Textauszug:
▬▬▬

Unwirksame Festlegung des Verbandsgebiets führt nicht zur Gesamtnichtigkeit der Satzung


Die Klägerin, die sich gegen die Heranziehung zu einem Wasserverbandsbeitrag wandte, ist Erbbauberechtigte eines Grundstücks und als solche Mitglied des in den 1970er Jahren gegründeten Wasserverbandes. Dieser zog sie im Juni 2014 für das Jahr 2014 zu einem Verbandsbeitrag in Höhe von 179,84 Euro heran. Darin waren mit Blick auf den Hochwasserschutz ein Grund- und ein Hochwasserschutzbeitrag von insgesamt 149,40 Euro enthalten.


OVG: Satzung bietet keine Grundlage dafür, Beiträge zu erheben


Nachdem das Verwaltungsgericht die Klage abgewiesen hatte, gab ihr das Oberverwaltungsgericht Schleswig-Holstein mit der Begründung statt, die Verbandssatzung biete keine Grundlage dafür, Beiträge zu erheben. Denn die Satzung enthalte keine gültige Bestimmung des Verbandsgebietes, das in der Satzung selbst umschrieben werden müsse. Auch sei die Satzung in der Fassung vom 9. Dezember 2008 nicht ordnungsgemäß bekannt gemacht worden. Dies führe mangels objektiver Teilbarkeit zur Gesamtnichtigkeit der Satzung.


BVerwG sieht durch Argumentation des OVG Bundesrecht verletzt


Nach dem Urteil des Bundesverwaltungsgerichts verletzt diese Argumentation Bundesrecht. Das Oberverwaltungsgericht sei zwar zu Recht davon ausgegangen, dass die Umschreibung des Verbandsgebietes in der Satzung aus dem Jahr 2008 nicht den Anforderungen des § 6 Abs. 2 Nr. 3 Wasserverbandsgesetzes (WVG) entsprochen habe und nichtig sei (siehe Kasten). Daraus folge aber nicht, dass die gesamte Satzung nichtig sei.

Nach der Satzung umfasst das Verbandsgebiet „das Einzugsgebiet gemäß anliegender Übersichtskarte im Maßstab 1:35.000 innerhalb der im Verbandsplan gemäß § 4 genannten Verbandsgrenzen“. Die Planunterlagen würden von dem Gewässer- und Landschaftsverband  „fortgeschrieben und aufbewahrt“. Wie das OVG richtig festgestellt habe, sei die in der Satzung aus dem Jahr 2008 genannte „Übersichtskarte“ über das Verbandsgebiet nicht mit der Satzung bekannt gemacht worden, heißt es in dem Urteil des Bundesverwaltungsgerichts. Es fehle damit an der erforderlichen Mitverkündung der die textliche Beschreibung der Grenzen des Verbandsgebietes ersetzenden Übersichtskarte.

▬▬▬

Kurze Aufgabe A: Wie hoch war laut Textauszug der Verbandsbeitrag, zu dem der Wasserverband die Klägerin für das Jahr 2014 heranzog?
Kurze Aufgabe B: Schreiben Sie aus dem Textauszug die Stelle ab, die mit „Unwirksame Festlegung des“ beginnt und bis einschließlich „149,40 Euro enthalten.“ reicht.

▬▬▬

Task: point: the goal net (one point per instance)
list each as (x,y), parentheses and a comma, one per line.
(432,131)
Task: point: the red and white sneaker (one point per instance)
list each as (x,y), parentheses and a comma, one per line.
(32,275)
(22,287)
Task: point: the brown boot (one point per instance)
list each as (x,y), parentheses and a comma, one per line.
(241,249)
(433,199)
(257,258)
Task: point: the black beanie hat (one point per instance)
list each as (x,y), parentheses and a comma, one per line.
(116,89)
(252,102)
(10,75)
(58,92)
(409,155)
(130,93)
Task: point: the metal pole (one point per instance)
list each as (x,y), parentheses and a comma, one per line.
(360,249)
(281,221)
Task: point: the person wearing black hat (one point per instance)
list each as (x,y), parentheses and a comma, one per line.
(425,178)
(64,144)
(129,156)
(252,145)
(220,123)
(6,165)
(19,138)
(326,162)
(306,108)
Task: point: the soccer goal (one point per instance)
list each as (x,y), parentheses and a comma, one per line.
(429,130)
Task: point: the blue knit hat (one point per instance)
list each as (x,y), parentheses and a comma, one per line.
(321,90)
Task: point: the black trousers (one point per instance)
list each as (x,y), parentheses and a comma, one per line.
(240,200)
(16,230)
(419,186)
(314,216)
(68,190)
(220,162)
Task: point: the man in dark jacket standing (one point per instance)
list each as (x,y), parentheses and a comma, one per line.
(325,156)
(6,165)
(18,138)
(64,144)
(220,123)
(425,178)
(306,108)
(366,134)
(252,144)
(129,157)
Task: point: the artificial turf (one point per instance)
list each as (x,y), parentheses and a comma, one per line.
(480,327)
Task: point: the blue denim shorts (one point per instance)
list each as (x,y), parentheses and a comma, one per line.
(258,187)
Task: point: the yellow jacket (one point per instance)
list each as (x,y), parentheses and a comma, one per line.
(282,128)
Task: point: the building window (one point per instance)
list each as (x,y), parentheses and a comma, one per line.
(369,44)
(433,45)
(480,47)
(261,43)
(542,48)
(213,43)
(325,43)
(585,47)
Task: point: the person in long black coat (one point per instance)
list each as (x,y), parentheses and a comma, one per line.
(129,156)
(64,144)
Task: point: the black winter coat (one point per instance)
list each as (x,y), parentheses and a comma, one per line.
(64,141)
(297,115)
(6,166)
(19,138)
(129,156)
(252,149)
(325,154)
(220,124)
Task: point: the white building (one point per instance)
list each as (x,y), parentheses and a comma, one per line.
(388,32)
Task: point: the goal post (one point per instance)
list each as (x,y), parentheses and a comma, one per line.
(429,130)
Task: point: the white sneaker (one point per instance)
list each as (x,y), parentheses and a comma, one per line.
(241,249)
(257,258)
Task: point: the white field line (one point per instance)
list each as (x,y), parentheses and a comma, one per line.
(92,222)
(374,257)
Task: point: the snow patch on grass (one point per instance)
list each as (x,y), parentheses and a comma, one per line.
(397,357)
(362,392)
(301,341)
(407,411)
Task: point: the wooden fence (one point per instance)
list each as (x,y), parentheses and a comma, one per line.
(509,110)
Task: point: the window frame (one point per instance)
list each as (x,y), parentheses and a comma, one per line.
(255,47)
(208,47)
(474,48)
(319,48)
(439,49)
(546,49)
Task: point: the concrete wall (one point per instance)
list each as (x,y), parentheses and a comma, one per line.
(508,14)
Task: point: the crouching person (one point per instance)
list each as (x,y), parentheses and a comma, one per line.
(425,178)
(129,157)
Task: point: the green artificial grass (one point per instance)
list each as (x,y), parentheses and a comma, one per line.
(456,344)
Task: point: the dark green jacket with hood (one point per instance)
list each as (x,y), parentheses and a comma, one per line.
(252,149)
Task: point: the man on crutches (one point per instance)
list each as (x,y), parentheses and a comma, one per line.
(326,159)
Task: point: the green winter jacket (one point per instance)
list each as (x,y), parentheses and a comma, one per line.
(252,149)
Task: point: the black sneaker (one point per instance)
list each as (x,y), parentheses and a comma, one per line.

▬▬▬

Lösung der Aufgabe A: 179,84 Euro

Lösung der Aufgabe B:
Unwirksame Festlegung des Verbandsgebiets führt nicht zur Gesamtnichtigkeit der Satzung


Die Klägerin, die sich gegen die Heranziehung zu einem Wasserverbandsbeitrag wandte, ist Erbbauberechtigte eines Grundstücks und als solche Mitglied des in den 1970er Jahren gegründeten Wasserverbandes. Dieser zog sie im Juni 2014 für das Jahr 2014 zu einem Verbandsbeitrag in Höhe von 179,84 Euro heran. Darin waren mit Blick auf den Hochwasserschutz ein Grund- und ein Hochwasserschutzbeitrag von insgesamt 149,40 Euro enthalten.